EXERCISE BRIEF: Using the entries below, output each line exactly from the first through the one that contains "like point(437, 319)".

------------------------------

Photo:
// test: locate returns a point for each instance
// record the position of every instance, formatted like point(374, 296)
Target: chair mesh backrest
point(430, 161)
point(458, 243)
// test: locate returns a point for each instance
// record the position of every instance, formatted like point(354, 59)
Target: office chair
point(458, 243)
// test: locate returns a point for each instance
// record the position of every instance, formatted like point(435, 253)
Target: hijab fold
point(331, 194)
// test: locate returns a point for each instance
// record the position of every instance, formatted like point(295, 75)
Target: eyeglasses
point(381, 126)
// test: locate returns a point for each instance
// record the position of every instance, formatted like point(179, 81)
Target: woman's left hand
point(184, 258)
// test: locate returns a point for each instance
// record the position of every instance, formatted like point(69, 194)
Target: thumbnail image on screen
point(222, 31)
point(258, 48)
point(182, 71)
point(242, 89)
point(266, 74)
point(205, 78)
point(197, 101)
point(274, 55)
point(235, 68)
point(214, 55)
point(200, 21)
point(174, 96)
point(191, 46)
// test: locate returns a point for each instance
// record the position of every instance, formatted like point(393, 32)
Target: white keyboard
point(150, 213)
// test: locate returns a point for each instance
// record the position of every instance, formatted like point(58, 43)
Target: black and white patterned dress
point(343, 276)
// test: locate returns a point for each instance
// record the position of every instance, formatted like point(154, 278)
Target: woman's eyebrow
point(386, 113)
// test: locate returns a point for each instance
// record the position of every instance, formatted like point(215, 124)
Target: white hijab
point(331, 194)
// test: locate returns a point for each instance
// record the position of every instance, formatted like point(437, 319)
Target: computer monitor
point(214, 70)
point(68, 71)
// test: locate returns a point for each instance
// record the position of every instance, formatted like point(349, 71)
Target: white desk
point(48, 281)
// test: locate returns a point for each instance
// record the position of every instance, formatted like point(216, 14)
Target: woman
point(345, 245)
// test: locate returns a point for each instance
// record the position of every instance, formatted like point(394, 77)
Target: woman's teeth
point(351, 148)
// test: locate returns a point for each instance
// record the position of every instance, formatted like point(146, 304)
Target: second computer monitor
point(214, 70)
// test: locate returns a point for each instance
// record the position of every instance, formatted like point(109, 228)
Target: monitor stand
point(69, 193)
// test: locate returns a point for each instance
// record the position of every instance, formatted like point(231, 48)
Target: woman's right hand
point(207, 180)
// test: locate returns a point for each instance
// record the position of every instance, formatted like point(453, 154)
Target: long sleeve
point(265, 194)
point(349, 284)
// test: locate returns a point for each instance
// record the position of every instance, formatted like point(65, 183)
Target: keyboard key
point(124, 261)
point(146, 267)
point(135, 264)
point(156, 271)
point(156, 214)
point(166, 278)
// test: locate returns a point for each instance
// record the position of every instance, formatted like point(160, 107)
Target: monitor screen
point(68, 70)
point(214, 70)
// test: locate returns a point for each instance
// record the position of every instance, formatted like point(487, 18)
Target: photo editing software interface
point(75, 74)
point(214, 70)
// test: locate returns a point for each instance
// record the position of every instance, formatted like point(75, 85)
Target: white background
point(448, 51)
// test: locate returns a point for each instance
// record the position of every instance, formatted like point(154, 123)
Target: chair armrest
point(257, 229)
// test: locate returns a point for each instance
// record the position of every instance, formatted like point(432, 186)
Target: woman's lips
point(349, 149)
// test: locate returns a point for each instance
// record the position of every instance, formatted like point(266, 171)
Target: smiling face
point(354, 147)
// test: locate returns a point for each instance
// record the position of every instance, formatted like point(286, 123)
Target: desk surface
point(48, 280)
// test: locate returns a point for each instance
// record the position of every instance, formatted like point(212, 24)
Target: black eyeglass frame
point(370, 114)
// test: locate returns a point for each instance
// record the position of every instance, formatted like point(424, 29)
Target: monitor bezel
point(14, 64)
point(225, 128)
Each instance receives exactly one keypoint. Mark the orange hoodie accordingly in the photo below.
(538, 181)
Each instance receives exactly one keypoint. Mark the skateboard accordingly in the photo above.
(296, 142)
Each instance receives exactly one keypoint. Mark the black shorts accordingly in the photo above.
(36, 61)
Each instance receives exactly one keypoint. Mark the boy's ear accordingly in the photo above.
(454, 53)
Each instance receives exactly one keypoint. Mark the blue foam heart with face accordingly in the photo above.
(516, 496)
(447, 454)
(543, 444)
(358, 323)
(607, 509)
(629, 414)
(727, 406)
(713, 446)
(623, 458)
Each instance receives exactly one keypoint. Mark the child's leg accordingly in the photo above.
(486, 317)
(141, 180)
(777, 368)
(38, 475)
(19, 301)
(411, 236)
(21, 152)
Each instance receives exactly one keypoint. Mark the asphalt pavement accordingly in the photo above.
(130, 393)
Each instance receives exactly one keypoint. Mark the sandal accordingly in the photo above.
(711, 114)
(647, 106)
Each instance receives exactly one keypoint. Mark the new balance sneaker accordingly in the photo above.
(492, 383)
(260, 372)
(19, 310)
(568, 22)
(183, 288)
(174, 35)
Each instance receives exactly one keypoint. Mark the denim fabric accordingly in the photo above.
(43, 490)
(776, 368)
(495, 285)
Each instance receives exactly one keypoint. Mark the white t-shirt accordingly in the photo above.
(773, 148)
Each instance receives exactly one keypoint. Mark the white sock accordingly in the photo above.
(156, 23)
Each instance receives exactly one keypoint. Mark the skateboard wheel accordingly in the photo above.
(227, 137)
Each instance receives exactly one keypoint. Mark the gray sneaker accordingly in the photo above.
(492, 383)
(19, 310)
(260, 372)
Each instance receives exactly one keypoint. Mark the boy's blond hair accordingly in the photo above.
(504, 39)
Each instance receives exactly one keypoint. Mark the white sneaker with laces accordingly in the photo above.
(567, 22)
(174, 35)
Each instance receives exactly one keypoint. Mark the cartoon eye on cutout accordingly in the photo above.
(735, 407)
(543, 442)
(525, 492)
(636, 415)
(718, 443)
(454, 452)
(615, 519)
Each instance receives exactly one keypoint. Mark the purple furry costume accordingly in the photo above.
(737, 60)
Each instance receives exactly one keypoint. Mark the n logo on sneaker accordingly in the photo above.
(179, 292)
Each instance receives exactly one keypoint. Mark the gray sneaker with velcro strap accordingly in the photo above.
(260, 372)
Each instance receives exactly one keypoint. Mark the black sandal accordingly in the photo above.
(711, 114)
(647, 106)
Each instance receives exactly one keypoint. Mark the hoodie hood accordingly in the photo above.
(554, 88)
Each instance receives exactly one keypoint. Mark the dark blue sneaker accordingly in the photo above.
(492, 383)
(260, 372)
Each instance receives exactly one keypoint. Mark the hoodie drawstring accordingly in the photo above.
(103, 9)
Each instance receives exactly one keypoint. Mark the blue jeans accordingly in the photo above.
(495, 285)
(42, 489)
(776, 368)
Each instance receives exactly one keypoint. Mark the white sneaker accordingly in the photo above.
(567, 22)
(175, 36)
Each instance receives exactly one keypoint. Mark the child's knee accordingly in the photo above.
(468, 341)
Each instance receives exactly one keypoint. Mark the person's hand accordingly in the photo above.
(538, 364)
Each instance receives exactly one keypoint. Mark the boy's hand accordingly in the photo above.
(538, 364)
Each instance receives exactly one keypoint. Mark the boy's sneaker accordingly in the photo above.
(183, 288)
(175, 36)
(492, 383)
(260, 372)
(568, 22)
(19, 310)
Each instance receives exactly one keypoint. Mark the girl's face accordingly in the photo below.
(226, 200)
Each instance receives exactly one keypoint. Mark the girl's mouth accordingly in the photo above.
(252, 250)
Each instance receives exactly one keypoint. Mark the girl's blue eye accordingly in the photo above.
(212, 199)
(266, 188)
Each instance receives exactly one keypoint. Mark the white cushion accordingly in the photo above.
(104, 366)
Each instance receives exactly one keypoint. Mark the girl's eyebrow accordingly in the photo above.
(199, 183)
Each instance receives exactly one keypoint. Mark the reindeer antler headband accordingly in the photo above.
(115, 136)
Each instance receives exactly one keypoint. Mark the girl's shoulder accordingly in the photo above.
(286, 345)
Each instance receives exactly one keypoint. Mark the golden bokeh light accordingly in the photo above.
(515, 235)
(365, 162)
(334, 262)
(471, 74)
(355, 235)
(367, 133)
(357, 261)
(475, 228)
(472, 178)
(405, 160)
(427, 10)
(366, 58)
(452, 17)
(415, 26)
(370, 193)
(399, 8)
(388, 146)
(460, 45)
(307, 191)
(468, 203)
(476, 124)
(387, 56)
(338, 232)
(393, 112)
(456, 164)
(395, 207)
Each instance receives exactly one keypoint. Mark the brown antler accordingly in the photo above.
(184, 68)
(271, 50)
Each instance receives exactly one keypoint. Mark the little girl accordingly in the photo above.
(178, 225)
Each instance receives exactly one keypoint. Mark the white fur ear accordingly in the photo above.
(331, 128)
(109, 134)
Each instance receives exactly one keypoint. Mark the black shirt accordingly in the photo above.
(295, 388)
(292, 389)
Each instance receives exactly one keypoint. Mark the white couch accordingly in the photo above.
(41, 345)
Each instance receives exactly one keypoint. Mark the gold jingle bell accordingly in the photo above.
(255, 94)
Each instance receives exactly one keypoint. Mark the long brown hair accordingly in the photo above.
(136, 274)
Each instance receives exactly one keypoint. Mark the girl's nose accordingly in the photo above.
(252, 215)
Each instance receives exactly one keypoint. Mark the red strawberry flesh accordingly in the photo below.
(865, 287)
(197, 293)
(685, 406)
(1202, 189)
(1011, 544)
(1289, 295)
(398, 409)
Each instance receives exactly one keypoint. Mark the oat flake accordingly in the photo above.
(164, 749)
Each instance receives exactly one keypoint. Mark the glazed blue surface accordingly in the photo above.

------------------------------

ANSWER AREA:
Photo:
// test: locate returns a point for each instance
// record the position of every instance, formatted like point(374, 296)
Target: chair mesh backrest
point(430, 161)
point(458, 243)
// test: locate returns a point for each instance
// record the position of every instance, formatted like point(354, 59)
Target: office chair
point(458, 243)
// test: locate returns a point for each instance
// record the position of every instance, formatted like point(435, 253)
Target: hijab fold
point(331, 194)
// test: locate returns a point for each instance
// record the position of every instance, formatted like point(295, 75)
Target: eyeglasses
point(381, 126)
// test: locate returns a point for each instance
// record the position of every instance, formatted like point(179, 81)
Target: woman's left hand
point(184, 258)
// test: locate returns a point for each instance
// record the position of every instance, formatted like point(69, 194)
Target: thumbnail image on screen
point(222, 31)
point(258, 48)
point(182, 71)
point(242, 89)
point(266, 74)
point(205, 78)
point(197, 101)
point(274, 55)
point(235, 68)
point(214, 55)
point(200, 21)
point(174, 96)
point(191, 46)
// test: locate returns a point for each instance
// record the position of every instance, formatted like point(393, 32)
Target: white keyboard
point(150, 213)
// test: locate returns a point for each instance
// record the position of every instance, formatted like point(58, 43)
Target: black and white patterned dress
point(343, 276)
// test: locate returns a point for each instance
// record the position of every instance, formatted like point(154, 278)
Target: woman's eyebrow
point(386, 113)
// test: locate returns a point for each instance
// record the position of every instance, formatted like point(215, 124)
Target: white hijab
point(331, 194)
// test: locate returns a point for each instance
// record the position of every instance, formatted like point(437, 319)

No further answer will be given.